The next paper to discuss is another from the Davis lab, and it was just published earlier this year in the journal, Insects (link). It was actually a short rebuttal paper that was focused on western monarchs, and it was written to challenge some assertions made by David James. In an earlier study, James had argued that monarchs reared in California during winter would be able to join the migratory cohort when they become adults. In my paper I had pointed out that the monarchs reared by his colleagues (citizen scientists, who had collected wild eggs and reared them in their homes) had an average wing length of 47.8mm, which was smaller than the average of all prior reports of wild monarchs in the west (50.8mm). In fact, the wing length of the reared monarchs more closely matched that of other non-migratory monarch populations around the world (47.4mm). I had argued that this evidence suggests that winter-reared monarchs likely do not become migrants.

Anyway, so there are at least three different studies that I can think of that all show the same thing - reared monarch wings are usually smaller than wild monarch wings. I won't get into why this is, but the important thing here is since bigger monarchs tend to be better at migrating, the small reared monarchs would not be as good. Note that this is exactly what we are already seeing with the tagging data.

Navigational ability

This next topic is one that most people may already know about, since the first paper describing this issue made such a big splash back in 2019. However, I've noticed there has been a heck of a lot of misinformation shared about this topic, so this will hopefully clear things up.

In 2019, a very big, splashy paper made headlines - it was from the lab of Markus Kronforst from U. of Chicago. It was spearheaded by a graduate student at the time, Ayse Tenger-Trolander. Here is a link. The paper reported on a series of experiments where wild and reared monarchs had been hooked up to a nifty orientation chamber, which is like a clothes-washer sized barrel where a monarch hangs in the middle from a rod. The monarch can flap and spin in any direction it wants to fly in, and this direction is recorded by the apparatus. See prior blogs about this paper for more info. Side note - a lot of people had criticized this study for using this device, saying it was "artificial" so therefore the results aren't valid. That's just plain stupid, as you'll see next.

Anyway, the researchers placed groups of wild, migratory monarchs on this device, and the vast majority of them demonstrated that they wanted to fly in a southerly direction, exactly as they should. This is why the aforementioned argument is ridiculous - if the contraption is so artificial, why did the wild monarchs perform perfectly on it? Anyway, they also placed groups of indoor-raised monarchs on this device (also during the fall migration season), and those monarchs didn't really choose any direction to fly in. The researchers concluded that the indoor rearing somehow interferes with the proper (internal) development of their navigation senses.

PROVIDED MATERIAL |
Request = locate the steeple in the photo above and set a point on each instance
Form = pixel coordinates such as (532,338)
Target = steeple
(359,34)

SET TASKS |
**1.** In the monarch text, what was the average wing length of the monarchs reared by James's colleagues?
**2.** Quote the monarch text from "This next topic" up to and including "clear things up.".

ANSWERS BELOW |
**1.** 47.8mm

**2.**
This next topic is one that most people may already know about, since the first paper describing this issue made such a big splash back in 2019. However, I've noticed there has been a heck of a lot of misinformation shared about this topic, so this will hopefully clear things up.